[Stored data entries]
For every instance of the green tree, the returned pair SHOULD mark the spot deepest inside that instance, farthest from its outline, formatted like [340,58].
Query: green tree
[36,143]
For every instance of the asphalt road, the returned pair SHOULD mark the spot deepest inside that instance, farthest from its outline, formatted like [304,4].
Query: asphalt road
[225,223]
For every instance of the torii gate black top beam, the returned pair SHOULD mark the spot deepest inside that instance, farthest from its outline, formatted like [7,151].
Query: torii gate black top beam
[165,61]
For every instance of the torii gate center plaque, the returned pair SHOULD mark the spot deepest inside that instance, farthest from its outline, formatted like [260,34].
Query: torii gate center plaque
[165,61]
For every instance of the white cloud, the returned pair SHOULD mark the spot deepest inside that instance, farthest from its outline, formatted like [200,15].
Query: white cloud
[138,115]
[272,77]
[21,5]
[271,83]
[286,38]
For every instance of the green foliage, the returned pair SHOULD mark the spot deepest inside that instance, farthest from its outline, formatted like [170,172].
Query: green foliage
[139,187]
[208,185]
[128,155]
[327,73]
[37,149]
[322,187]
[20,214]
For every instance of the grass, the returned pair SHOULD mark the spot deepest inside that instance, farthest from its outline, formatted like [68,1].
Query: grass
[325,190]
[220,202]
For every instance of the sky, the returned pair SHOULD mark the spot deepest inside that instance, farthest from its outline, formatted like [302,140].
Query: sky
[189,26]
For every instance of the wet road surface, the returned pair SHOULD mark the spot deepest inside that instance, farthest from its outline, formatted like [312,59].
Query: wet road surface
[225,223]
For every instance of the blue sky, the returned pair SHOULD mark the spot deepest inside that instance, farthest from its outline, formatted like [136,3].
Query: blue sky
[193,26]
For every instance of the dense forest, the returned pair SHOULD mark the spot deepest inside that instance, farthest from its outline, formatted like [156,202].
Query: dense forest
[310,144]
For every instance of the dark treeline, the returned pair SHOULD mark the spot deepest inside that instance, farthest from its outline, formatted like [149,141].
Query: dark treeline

• What you need to do:
All entries are to be repeated exactly and completely.

• Response box:
For every instance of the green tree, the returned pair SHOULD mark the spot deepest inside that instance, farthest from its outline, formatted like [340,58].
Query: green tree
[36,143]
For every instance of the asphalt road, the returned pair SHOULD mark the spot deepest inside that instance, farthest from its outline, formatted like [304,4].
Query: asphalt road
[225,223]
For every instance of the torii gate black top beam, the returned pair SHOULD mark the spot deepest inside that instance, farthest from its outline, formatted like [7,151].
Query: torii gate black top beam
[165,61]
For every instance of the torii gate center plaque, the returned pair SHOULD mark the spot deepest inside that instance, farthest from its outline, formatted like [260,34].
Query: torii gate center plaque
[165,61]
For every instance of the white cloud, the returned pair SHOULD mark the spot deepest inside that instance, farthest from its outline, formatted like [200,15].
Query: white cloud
[138,115]
[272,77]
[21,5]
[271,83]
[286,38]
For every instance of the green foliage, the returned pair SHOULD mark the spot deepest inside that instance, farthest from its outline, formatted like [170,172].
Query: green foliage
[139,187]
[208,185]
[128,155]
[327,73]
[37,149]
[322,187]
[20,214]
For every instance of the grass, the returned pair SHOULD mark the spot deepest inside that instance, farthest from its outline, formatted like [68,1].
Query: grass
[325,190]
[220,202]
For every instance of the sky, the returned pair SHOULD mark the spot deepest inside that instance, farthest from its outline, formatted like [302,140].
Query: sky
[189,26]
For every instance of the wet road surface, the returned pair SHOULD mark the spot deepest inside that instance, farthest from its outline, formatted like [312,59].
Query: wet road surface
[225,223]
For every instance of the blue sky, the returned pair SHOULD mark the spot deepest inside that instance, farthest from its outline, formatted like [136,3].
Query: blue sky
[193,26]
For every instance of the dense forest, the returned pair SHOULD mark the spot deepest inside that instance, farthest from its outline, formatted like [156,202].
Query: dense forest
[310,144]
For every instance of the dark treeline, the returned pair SHOULD mark the spot deepest inside that instance, farthest from its outline, formatted like [149,141].
Query: dark treeline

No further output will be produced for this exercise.